Task to carry out.
Output the data in full and exactly as presented.

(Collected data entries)

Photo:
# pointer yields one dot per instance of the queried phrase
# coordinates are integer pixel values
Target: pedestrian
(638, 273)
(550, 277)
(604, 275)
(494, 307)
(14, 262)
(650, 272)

Result of this task.
Photo:
# pointer yields one dot per instance of the queried phrase
# coordinates are integer pixel values
Target: pedestrian
(638, 273)
(550, 277)
(604, 275)
(494, 307)
(14, 262)
(650, 272)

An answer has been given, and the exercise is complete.